# Qué hacer:
1. ¿Puedes transcribir todo lo que va, en el texto sobre el papa Francisco, desde "Sobre el delicado" hasta "a la mujer."?
2. ¿Cómo seguirías el texto sobre el papa Francisco a partir de su última oración?

Francisco ha confesado que falta una “teología de la mujer” que retome el tema a la luz de los primeros cristianos
Quienes lo acusan de no haber conseguido todavía reformas básicas como la concesión del sacerdocio a la mujer, la abolición del celibato obligatorio, o la legalización del aborto ignoran que los tiempos de la Iglesia no son los del calendario que, por cierto, ella creó, sino los de una cierta eternidad. Francisco no puede, ni quizás debe, presentarse como el iconoclasta que, de la noche a la mañana, pone patas arriba las bases de una Iglesia milenaria, que se considera infalible.
Y sin embargo, sí es cierto, y lo advierten los conservadores, que ha puesto en marcha reformas fundamentales, con difícil vuelta atrás. Se trata de medidas que empiezan por su propia actidud, desde la sencillez de su vida personal hasta el abandono de las insignias del poder mundano, así como a la insistencia en que la Iglesia debe dar la preferencia absoluta a todo lo que el mundo arrincona o desprecia. Le ha puesto hasta nombre a ese mundo, en su reciente discurso ante los nuevos cardenales, cuando les dijo que, en el pueblo de Dios del que debe ocuparse la Iglesia, los preferidos deben ser "el hambriento, el olvidado, los enfermos, los tóxicodependientes", es decir, puntualizó Francisco, "personas concretas con sus dolores y heridas".
Sobre el delicado tema de la concesión del sacerdocio a la mujer —que la Iglesia ha considerado siempre imposible por razones "dogmáticas"— Francisco ha confesado que falta una "teología de la mujer" que retome el tema a la luz del primer cristianismo, que en la jeraquía contaba con presencia femenina. Es el primer paso para acabar con esa anomalía de la institución de la Iglesia de Roma, la última en el mundo que discrimina a la mujer.
A quienes acusan a la Iglesia de Francisco por la derecha y por la izquierda habría que recordarles los pasos de gigante que ha supuesto este pontificado solo en los últimos 50 años al pasar, por ejemplo, del hieratismo principesco y misticismo del papa Pio XII al papa Francisco, que abandonó los palacios pontificios y pide a los obispos que dejen de presentarse como príncipes, como les advirtió en Brasil. Les pidió que "huelan más bien a oveja", incitándoles a mezclarse con la gente, a ir a su encuentro, sobre todo al de los marginados.

# Material proporcionado:
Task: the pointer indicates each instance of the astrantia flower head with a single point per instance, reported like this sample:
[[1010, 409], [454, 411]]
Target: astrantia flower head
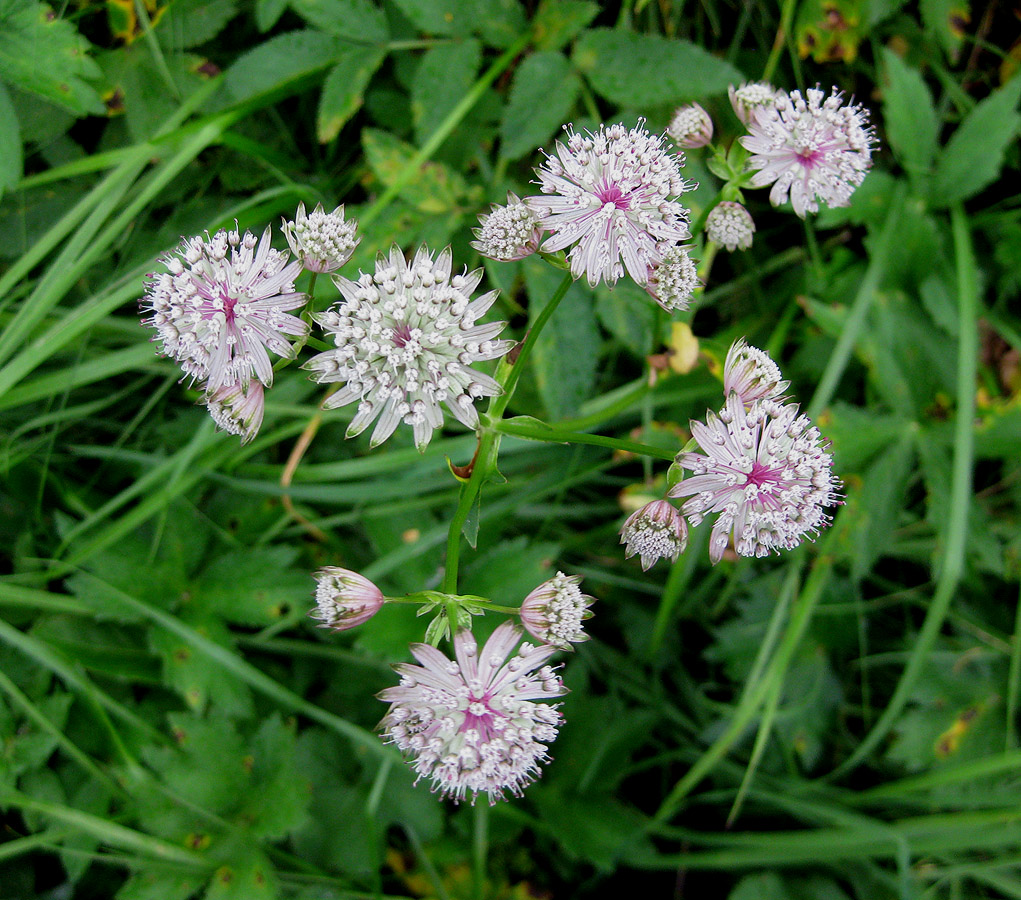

# Respuestas por tarea:
1.
Sobre el delicado tema de la concesión del sacerdocio a la mujer —que la Iglesia ha considerado siempre imposible por razones "dogmáticas"— Francisco ha confesado que falta una "teología de la mujer" que retome el tema a la luz del primer cristianismo, que en la jeraquía contaba con presencia femenina. Es el primer paso para acabar con esa anomalía de la institución de la Iglesia de Roma, la última en el mundo que discrimina a la mujer.

2.
He conocido a siete papas y hoy Francisco me parece un marciano en la Iglesia al recordar, por ejemplo, mi primer encuentro personal con Pío XII, el príncipe Pacelli, que había dado títulos de nobleza a toda su familia. Yo era aún un joven estudiante en la Universidad Gregoriana de Roma. Conseguí un encuentro con el Papa a través de su todopoderosa secretaria, sor Pasqualina Lehnert, que se había llevado a Roma de la época en que era Nuncio en Berlín.
La noche anterior me llegó una carta de la Secretaría de Estado para recordarme que en mi encuentro con el Papa antes de besarle el anillo pontificio, debía arrodillarme y besarle los pies. No llegué a besárselos porque un monseñor me levantó a media genuflexión. Pío XII me colocó su gran anillo de oro en los labios y me habló sin mirarme, con los ojos en el vacío.
Juan XXIII fue, sin duda, con su intuición de convocar el Concilio Vaticano II, el precursor de la revolución de Francisco, los dos papas que más se parecen. En aquellos tiempos, su secretario, Loris Capovilla, que había sido periodista, me contó que el Papa le narraba que Pío XII, cuando acababa una audiencia general en la que le besaban el anillo, al volver a sus aposentos se lo quitaba y lo colocaba en alcohol. Temía que tuviera microbios. Así como se preocupaba de que pudieran haber besado su mano "comunistas infiltrados". Juan XXIII se divertía recordando aquella anécdota. A él le encantaba no sólo que le besaran el anillo, sino que la gente le tocara. "Si vienen a mí, es porque me quieren. Qué más da que sean comunistas", le decía a Capovilla.
Para los pesimistas que creen que la Iglesia y el Vaticano no han cambiado en el último medio siglo, el pontificado de Francisco, comparado solamente con el de Pío XII, es un abismo de progresismo. Si al papa Pacelli le asustaba que ateos y comunistas pudieran besarle su anillo, Francisco, cuando era cardenal en Buenos Aires, cuenta en su libro de conversaciones con el rabino Skorka, Entre el cielo y la tierra, que cuando encontraba a una persona no le preguntaba si creía en Dios sino "si hacía algo por los otros". Solo entonces se entenderían. Y a una devota que se jactaba de darle limosna a los pobres que se cruzaba por la calle, Francisco, le preguntó si le echaba las monedas en el plato o si "se las colocaba en su mano, tocándola".
Francisco es consciente que ha recogido el relevo de la apertura en la Iglesia promovida por su antecesor Juan XXIII con el Concilio. No es casualidad que en su discurso a los nuevos cardenales les recordase días atrás el testamento del llamado "Papa bueno" en el que confiesa: "Estoy particularmente contento de morir pobre". Dio también gracias a su voto de pobreza que le "ayudó a no pedir nada, ni dinero ni favores para mí, para mis parientes o amigos".
Juan XXIII, al igual que Francisco, se preocupaba más de las necesidades de las personas, que de si creían en Dios. Cuando era Nuncio en Bulgaria dejaba siempre una luz encendida en la ventana de su cuarto y explicaba que era para que, si alguien pasaba por allí con algún problema, pudiera entrar sin llamar. "No le preguntaré si cree o no en Dios, sino qué necesita".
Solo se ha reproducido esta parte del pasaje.